*** QUOTED PASSAGE ***
Can it not be more than what you imagine it to be? Can it not grow with the times? Can its forms not adapt? Its definition not encompass more than what was previously imagined?

Or do you believe it be like "the static dictionary" of art history? where everything, once established, remains unaltered forever? To me, that seems kind of ahistorical, things change and grow. Isn't that what's going on here? Hahaha! :) I think it is!

History is peculiar in that it doesn’t change once it happens. You can study it and learn new things, but we have a concrete understanding of what brutalism was at inception. Brutalism was a style 50+y ago. It’s over now. You can’t redefine history.

Things can grow and change, and language especially can change too. But even as things change, language is still used to convey meaning, and if words can be used to mean anything at any time, it no longer becomes a tool to convey meaning. Maybe one day we’ll say the color of the sky is “green”. But the first guy to point to the sky and call it “green” should expect a lot of people telling him that actually it’s “blue”. Isn't that what's going on here? Hahaha! :) I think it is!
***
• _OBJECTIVES_
a: According to the brutalism discussion, how long ago was brutalism a style?
b: Reproduce the part of the brutalism discussion that opens with the words containing "Can it not be" and closes with "can’t redefine history.".
*** LISTED ENTRIES ***
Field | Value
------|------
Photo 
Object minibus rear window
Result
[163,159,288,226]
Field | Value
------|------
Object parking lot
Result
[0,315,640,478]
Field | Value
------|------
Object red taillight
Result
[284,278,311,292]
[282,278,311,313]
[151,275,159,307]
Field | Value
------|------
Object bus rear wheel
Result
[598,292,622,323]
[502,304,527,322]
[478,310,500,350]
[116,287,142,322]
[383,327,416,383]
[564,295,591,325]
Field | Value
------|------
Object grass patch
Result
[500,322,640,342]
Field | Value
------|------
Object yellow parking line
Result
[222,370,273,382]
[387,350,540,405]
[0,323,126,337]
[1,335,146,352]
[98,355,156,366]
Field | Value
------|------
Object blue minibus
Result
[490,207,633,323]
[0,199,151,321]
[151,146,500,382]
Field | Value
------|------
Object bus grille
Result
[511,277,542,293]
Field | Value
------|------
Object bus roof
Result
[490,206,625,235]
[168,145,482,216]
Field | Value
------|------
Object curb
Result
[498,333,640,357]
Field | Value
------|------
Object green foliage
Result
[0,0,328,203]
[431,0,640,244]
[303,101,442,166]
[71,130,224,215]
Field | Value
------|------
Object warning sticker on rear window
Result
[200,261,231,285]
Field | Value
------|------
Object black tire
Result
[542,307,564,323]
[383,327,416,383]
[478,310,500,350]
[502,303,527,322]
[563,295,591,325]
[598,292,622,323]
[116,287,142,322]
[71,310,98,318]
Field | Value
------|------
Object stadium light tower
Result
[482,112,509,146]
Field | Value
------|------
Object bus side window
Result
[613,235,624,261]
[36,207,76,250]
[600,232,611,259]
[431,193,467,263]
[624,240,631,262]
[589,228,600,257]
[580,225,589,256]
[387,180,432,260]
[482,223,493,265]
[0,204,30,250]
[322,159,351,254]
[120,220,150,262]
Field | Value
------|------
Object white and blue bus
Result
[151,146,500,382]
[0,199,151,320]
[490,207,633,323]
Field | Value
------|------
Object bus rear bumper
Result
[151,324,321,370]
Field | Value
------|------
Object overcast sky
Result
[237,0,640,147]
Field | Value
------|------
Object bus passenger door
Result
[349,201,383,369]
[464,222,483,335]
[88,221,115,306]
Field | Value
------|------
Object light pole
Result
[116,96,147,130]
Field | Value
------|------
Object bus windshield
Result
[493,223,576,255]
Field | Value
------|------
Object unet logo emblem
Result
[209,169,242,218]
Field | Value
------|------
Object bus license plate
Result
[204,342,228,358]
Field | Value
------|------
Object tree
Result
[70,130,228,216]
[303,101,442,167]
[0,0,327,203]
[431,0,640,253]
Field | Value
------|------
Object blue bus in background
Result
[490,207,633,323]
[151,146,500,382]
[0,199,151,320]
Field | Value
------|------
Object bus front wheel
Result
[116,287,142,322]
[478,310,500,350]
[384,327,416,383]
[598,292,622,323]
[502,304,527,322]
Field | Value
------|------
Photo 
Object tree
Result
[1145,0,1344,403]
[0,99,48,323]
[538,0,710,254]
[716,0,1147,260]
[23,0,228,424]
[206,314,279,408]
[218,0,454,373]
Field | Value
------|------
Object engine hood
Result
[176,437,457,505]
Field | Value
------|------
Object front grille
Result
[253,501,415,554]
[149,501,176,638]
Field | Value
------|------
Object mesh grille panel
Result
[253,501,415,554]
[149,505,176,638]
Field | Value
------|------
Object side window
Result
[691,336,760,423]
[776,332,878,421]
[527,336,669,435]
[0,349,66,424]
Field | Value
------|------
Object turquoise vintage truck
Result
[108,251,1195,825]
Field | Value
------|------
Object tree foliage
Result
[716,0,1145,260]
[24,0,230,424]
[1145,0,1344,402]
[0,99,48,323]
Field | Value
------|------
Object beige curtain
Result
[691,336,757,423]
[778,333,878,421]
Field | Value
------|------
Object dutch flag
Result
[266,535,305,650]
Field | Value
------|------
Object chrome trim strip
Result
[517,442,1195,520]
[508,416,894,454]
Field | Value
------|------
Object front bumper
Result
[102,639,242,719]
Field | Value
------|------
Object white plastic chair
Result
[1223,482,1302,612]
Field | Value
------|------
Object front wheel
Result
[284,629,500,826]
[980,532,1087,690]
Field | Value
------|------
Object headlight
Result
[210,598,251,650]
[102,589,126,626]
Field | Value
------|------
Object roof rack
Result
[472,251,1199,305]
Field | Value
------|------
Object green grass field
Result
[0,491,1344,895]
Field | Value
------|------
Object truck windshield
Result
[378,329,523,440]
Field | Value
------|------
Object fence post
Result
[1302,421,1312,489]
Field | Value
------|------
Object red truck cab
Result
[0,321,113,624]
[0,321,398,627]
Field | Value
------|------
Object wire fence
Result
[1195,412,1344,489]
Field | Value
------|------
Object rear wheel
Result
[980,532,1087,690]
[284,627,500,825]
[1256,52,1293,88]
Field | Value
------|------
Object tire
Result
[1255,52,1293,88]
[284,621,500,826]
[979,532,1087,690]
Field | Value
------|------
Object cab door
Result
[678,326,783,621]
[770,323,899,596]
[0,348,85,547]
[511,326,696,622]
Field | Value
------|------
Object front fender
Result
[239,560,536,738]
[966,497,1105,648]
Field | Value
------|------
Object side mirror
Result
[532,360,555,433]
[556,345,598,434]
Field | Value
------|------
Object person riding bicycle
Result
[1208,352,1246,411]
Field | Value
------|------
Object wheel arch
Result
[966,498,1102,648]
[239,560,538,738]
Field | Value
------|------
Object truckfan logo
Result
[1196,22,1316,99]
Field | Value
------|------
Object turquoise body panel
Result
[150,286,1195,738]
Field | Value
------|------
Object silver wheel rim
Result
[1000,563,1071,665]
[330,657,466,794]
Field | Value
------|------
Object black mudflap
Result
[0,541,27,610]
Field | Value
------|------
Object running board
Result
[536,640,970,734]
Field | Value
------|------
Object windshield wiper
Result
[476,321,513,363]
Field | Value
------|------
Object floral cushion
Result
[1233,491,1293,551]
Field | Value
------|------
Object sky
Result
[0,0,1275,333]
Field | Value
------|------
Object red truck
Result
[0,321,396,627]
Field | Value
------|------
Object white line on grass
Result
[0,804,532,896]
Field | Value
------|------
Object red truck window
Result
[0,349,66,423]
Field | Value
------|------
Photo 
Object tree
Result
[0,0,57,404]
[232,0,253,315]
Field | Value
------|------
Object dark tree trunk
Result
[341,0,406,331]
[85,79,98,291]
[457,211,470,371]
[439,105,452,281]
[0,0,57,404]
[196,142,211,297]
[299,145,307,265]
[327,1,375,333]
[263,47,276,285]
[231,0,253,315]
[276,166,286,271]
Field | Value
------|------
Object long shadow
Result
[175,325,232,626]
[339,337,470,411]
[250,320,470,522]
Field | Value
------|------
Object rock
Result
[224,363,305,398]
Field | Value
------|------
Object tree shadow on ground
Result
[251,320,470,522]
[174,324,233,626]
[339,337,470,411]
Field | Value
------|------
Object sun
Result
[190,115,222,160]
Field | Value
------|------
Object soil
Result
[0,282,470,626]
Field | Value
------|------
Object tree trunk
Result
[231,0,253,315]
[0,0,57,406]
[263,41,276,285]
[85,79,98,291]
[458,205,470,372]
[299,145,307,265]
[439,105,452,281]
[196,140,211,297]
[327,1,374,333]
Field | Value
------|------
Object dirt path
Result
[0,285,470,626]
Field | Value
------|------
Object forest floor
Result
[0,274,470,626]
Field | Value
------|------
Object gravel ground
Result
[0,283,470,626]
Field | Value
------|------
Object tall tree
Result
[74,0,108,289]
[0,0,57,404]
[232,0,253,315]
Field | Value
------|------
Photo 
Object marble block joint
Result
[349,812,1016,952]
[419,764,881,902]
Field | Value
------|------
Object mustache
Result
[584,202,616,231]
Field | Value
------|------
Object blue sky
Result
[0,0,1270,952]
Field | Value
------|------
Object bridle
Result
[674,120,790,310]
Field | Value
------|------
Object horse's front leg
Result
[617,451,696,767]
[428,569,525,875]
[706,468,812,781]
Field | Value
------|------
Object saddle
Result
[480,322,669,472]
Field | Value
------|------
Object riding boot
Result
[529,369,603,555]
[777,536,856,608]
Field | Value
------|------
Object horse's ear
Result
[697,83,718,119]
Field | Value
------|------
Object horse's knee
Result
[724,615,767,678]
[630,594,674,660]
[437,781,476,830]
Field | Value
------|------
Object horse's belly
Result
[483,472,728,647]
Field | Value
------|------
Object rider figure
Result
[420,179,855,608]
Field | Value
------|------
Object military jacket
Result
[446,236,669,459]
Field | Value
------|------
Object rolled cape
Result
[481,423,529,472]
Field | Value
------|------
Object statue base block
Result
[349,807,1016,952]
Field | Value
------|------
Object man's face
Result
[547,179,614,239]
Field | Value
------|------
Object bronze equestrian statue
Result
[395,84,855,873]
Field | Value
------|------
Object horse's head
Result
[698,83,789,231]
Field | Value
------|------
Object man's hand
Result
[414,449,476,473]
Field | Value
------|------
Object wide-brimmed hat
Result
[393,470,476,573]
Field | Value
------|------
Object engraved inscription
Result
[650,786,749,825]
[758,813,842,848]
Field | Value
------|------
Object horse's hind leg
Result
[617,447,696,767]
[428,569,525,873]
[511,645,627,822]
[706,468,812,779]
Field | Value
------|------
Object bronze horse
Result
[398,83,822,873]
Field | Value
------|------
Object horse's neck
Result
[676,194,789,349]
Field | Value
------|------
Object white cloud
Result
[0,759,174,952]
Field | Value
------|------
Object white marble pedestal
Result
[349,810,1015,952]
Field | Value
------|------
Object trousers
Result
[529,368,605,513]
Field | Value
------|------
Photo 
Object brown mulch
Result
***
• _ANSWERS IN ORDER_
a: More than 50 years ago.

b:
Can it not be more than what you imagine it to be? Can it not grow with the times? Can its forms not adapt? Its definition not encompass more than what was previously imagined?

Or do you believe it be like "the static dictionary" of art history? where everything, once established, remains unaltered forever? To me, that seems kind of ahistorical, things change and grow. Isn't that what's going on here? Hahaha! :) I think it is!

History is peculiar in that it doesn’t change once it happens. You can study it and learn new things, but we have a concrete understanding of what brutalism was at inception. Brutalism was a style 50+y ago. It’s over now. You can’t redefine history.